_TASK DIRECTIONS_. Please quote the passage on the Iraq dossier word for word, from "A Foreign Office" up to and including "of the 1980s.".

_SELECTED PASSAGE_.
···

A Foreign Office official at the press launch of the dossier said it was not the job of the present government to have to justify the Conservative governments of the 1980s.

The Foreign Office later had to retract Straw’s assertion that in all likelihood Iraq possesses nuclear weapons, which is contradicted by all US and British intelligence reports. It claimed that he had been “referring to Saddam Hussein’s intention to acquire such weapons”.

The dossier has been issued because of the concerns of the Blair government that the United Nations arms inspections will not produce evidence that makes the case for a renewed military bombardment of Iraq. Since the UN inspectors arrived in Iraq on November 28, they have been given unrestricted access to the sites they wished to view, including Hussein’s palaces, and have found nothing. Baghdad has also promised to issue its list of any weapons programmes it is undertaking on December 7, one day before it was required to do so, and has said that this would prove that the country has no weapons of mass destruction.

However, the US has indicated that it will essentially ignore the UN’s findings and instead compare Iraq’s report with its own undisclosed intelligence to justify military action. Speaking on the day Straw issued his dossier, President Bush expressed deep scepticism about the ability of the UN inspectors to uncover weapons of mass destruction. He insisted, “A regime that fires upon American and British pilots is not taking the path of compliance. A regime that sends letters filled with protests and falsehoods is not taking the path of compliance.”

···

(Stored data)

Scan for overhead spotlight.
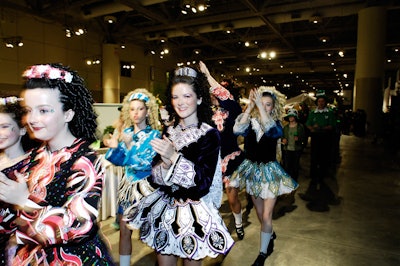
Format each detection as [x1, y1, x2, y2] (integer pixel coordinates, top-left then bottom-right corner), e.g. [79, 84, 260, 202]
[181, 0, 209, 15]
[310, 13, 322, 24]
[224, 23, 234, 34]
[65, 27, 86, 38]
[160, 34, 168, 43]
[104, 16, 117, 24]
[319, 36, 329, 43]
[3, 36, 24, 48]
[269, 51, 276, 59]
[86, 58, 101, 66]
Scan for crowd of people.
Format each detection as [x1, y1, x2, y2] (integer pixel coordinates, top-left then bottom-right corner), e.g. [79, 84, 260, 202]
[0, 62, 344, 266]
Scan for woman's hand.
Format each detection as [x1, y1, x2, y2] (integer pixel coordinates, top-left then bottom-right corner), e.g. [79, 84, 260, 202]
[0, 171, 29, 207]
[199, 61, 211, 76]
[245, 90, 255, 115]
[103, 134, 118, 148]
[150, 135, 178, 166]
[252, 89, 264, 110]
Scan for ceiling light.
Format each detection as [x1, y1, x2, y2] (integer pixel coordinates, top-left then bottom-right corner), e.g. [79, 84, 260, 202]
[319, 36, 329, 43]
[3, 36, 24, 48]
[310, 13, 322, 24]
[104, 16, 117, 24]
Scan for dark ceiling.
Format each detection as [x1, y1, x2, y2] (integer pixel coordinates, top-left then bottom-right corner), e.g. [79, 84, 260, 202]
[0, 0, 400, 97]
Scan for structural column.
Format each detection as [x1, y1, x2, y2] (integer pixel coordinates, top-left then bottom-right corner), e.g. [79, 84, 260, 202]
[102, 44, 120, 103]
[353, 7, 386, 135]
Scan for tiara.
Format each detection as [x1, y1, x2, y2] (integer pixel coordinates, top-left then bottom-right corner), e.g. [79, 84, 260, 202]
[258, 86, 276, 100]
[0, 96, 23, 105]
[22, 65, 73, 83]
[128, 92, 150, 103]
[175, 67, 197, 78]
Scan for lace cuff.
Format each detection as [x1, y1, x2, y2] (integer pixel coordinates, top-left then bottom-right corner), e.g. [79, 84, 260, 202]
[233, 113, 250, 134]
[164, 155, 196, 188]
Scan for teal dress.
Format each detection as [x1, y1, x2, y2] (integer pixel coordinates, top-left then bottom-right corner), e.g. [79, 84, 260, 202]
[105, 125, 161, 214]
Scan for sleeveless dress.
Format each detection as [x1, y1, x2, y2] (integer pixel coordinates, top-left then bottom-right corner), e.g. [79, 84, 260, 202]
[231, 114, 298, 199]
[125, 123, 234, 260]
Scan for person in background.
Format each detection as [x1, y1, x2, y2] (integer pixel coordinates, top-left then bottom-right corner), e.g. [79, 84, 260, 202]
[0, 64, 113, 265]
[299, 90, 336, 212]
[126, 67, 233, 266]
[273, 108, 307, 219]
[231, 86, 298, 266]
[104, 89, 161, 266]
[199, 61, 244, 240]
[0, 96, 37, 265]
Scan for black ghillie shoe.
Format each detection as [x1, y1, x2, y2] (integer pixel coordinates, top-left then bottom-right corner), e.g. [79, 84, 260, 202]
[263, 232, 276, 257]
[235, 225, 244, 240]
[251, 252, 268, 266]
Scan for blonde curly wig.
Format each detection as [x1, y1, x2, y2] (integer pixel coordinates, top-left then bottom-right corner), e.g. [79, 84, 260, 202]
[120, 88, 162, 130]
[254, 86, 286, 121]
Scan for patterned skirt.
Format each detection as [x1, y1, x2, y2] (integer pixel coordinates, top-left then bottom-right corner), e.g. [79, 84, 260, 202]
[230, 159, 299, 199]
[117, 176, 154, 214]
[124, 190, 234, 260]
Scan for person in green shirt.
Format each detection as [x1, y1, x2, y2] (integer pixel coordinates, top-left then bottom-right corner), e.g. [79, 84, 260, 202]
[299, 90, 336, 212]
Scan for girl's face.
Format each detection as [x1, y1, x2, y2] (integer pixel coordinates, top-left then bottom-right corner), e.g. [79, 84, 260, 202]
[23, 88, 74, 143]
[129, 100, 147, 125]
[171, 83, 201, 125]
[0, 113, 26, 150]
[261, 95, 274, 114]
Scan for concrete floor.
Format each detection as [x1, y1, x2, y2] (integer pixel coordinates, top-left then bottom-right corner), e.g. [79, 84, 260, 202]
[101, 135, 400, 266]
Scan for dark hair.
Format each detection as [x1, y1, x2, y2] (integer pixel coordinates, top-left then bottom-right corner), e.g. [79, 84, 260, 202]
[0, 96, 40, 151]
[218, 78, 243, 102]
[166, 67, 214, 126]
[24, 64, 97, 142]
[0, 102, 26, 128]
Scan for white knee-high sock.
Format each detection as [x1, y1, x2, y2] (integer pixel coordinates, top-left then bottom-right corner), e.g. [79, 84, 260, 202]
[119, 255, 131, 266]
[232, 212, 242, 227]
[260, 231, 272, 254]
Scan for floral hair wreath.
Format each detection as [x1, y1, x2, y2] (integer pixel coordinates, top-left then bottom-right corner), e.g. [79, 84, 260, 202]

···

_ANSWER TO THE PROBLEM_.
A Foreign Office official at the press launch of the dossier said it was not the job of the present government to have to justify the Conservative governments of the 1980s.